#### Problem a:
Please show every line of the entries that contains the word "yellow". Case counts.

#### Source extract:

This PR introduces comprehensive human-readable IP address support for TON configuration files, making node configuration more user-friendly while maintaining full backward compatibility with existing numeric IP formats.

🚀 Features Implemented

Human-Readable IPv4 Support

  • String Format: Configuration files now support IPv4 addresses in human-readable string format (e.g., "ip": "192.168.1.100")
  • Backward Compatibility: All existing numeric IP formats continue to work seamlessly
  • Negative IP Support: Full support for negative IP addresses (e.g., "ip": -1062731775192.168.0.1)
  • Zero IP Handling: Proper handling of unspecified addresses ("ip": 00.0.0.0)

🔧 Components Enhanced

  • validator-engine: Enhanced configuration parsing and generation
  • dht-server: Added human-readable IP support for DHT configurations
  • lite-client: Prepared infrastructure for future enhancements
  • TL JSON serialization: Extended tl_json.h with IP address conversion utilities

🌐 Configuration Format Support

Format Type Example Status
Human-Readable "ip": "192.168.1.100" New Feature
Positive Integer "ip": 3232235876 Backward Compatible
Negative Integer "ip": -1062731775 Fully Supported
Special Values "ip": 0 Maintained

📋 Usage Examples

New Human-Readable Format (Recommended)

{
  "@type": "engine.validator.config",
  "out_port": 3278,
  "addrs": [
    {
      "@type": "engine.addr",
      "ip": "192.168.1.100",
      "port": 3278,
      "categories": [1],
      "priority_categories": []
    },
    {
      "@type": "engine.addrProxy",
      "in_ip": "10.0.0.50",
      "in_port": 3279,
      "out_ip": "203.0.113.10",
      "out_port": 3278,
      "proxy_type": {
        "@type": "adnl.proxy.fast",
        "shared_secret": "17ED48941A08F981574694FEFB4C3CDAB99AD44C19EF7B5E8A67306AF8D28C01"
      },
      "categories": [1],
      "priority_categories": []
    }
  ]
}

Legacy Numeric Format (Still Supported)

{
  "@type": "engine.addr",
  "ip": 3232235876,    // Equivalent to 192.168.1.100
  "port": 3278
}

Negative IP Format (Fully Compatible)

{
  "@type": "engine.addr",
  "ip": -1062731775,    // Equivalent to 192.168.0.1
  "port": 3278
}

🧪 Testing Results

✅ Comprehensive Test Suite Passed

Test Category Result Details
Compilation PASS validator-engine and dht-server compile successfully
JSON Syntax PASS All configuration formats are valid JSON
IP Conversion PASS Human-readable ↔ numeric conversion is accurate
Backward Compatibility PASS Existing numeric IP configurations work unchanged
Negative IP Support PASS Negative integers convert correctly to IPv4 addresses
Executable Functionality PASS validator-engine --help and basic operations work

📊 IP Address Conversion Verification

# Human-readable to numeric conversions
192.168.1.100  → 3232235876
10.0.0.50      → 167772210  
203.0.113.10   → 3405803786

# Negative IP to human-readable conversions  
-1062731775    → 192.168.0.1
-889192191     → 203.0.1.1

🔍 Test Files Created

  • test-config-human-readable.json - Human-readable IP configuration example
  • test-config-numeric.json - Numeric IP configuration example
  • test-config-negative-ip.json - Negative IP configuration example
  • test-human-readable-ip.sh - Comprehensive test script

🔧 Technical Implementation

Core Changes

  1. Enhanced JSON Serialization (tl/tl/tl_json.h):

    • Added from_json_ip_address() function for parsing both string and numeric IP formats
    • Added to_json_ip_address() function for outputting human-readable IP addresses
    • Proper error handling and fallback mechanisms
  2. Configuration Processing (validator-engine/validator-engine.cpp):

    • Enhanced load_config() with human-readable IP preprocessing
    • Modified write_config() to output human-readable IP format
    • Added support for negative IP address handling
  3. DHT Server Support (dht-server/dht-server.cpp):

    • Integrated human-readable IP support for DHT configurations
    • Maintained compatibility with existing DHT node configurations

Conversion Logic

  • Reading: String IPs are converted to 32-bit integers using td::IPAddress::get_ipv4_address()

(Rows from a pointing dataset)
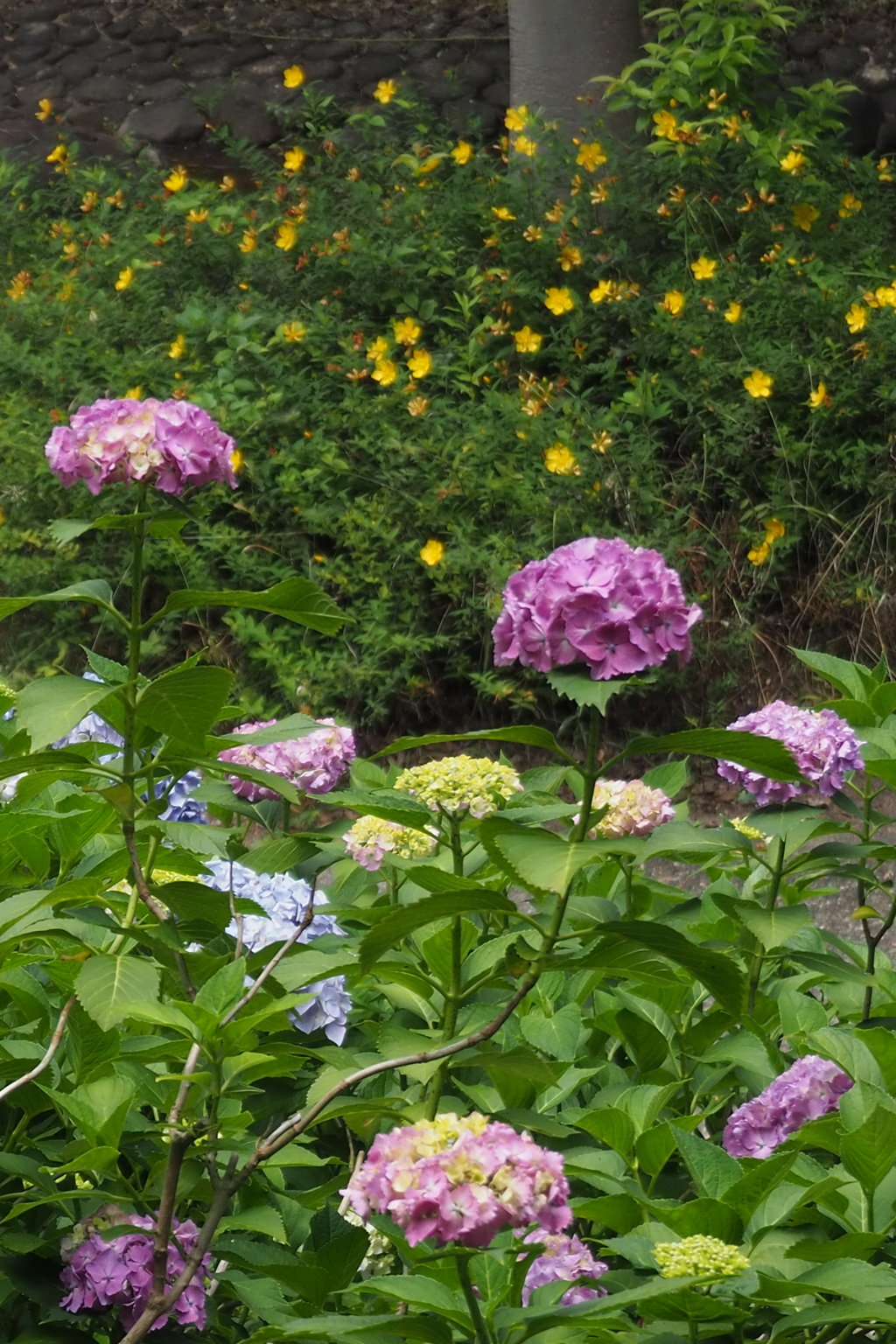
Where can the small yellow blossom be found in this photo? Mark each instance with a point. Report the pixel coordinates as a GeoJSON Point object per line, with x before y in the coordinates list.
{"type": "Point", "coordinates": [758, 383]}
{"type": "Point", "coordinates": [433, 553]}
{"type": "Point", "coordinates": [590, 155]}
{"type": "Point", "coordinates": [407, 332]}
{"type": "Point", "coordinates": [527, 340]}
{"type": "Point", "coordinates": [793, 162]}
{"type": "Point", "coordinates": [286, 235]}
{"type": "Point", "coordinates": [294, 159]}
{"type": "Point", "coordinates": [419, 363]}
{"type": "Point", "coordinates": [559, 460]}
{"type": "Point", "coordinates": [559, 300]}
{"type": "Point", "coordinates": [178, 179]}
{"type": "Point", "coordinates": [704, 268]}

#### Problem b:
Update the pull request description between "Legacy Numeric Format" and "Format (Fully Compatible)", inclusive, changing "Legacy" to "Older", and give that passage in full.

#### Correct answer a:
Where can the small yellow blossom be found in this photo? Mark each instance with a point. Report the pixel coordinates as a GeoJSON Point object per line, with x before y in the coordinates list.

#### Correct answer b:
Older Numeric Format (Still Supported)

{
  "@type": "engine.addr",
  "ip": 3232235876,    // Equivalent to 192.168.1.100
  "port": 3278
}

Negative IP Format (Fully Compatible)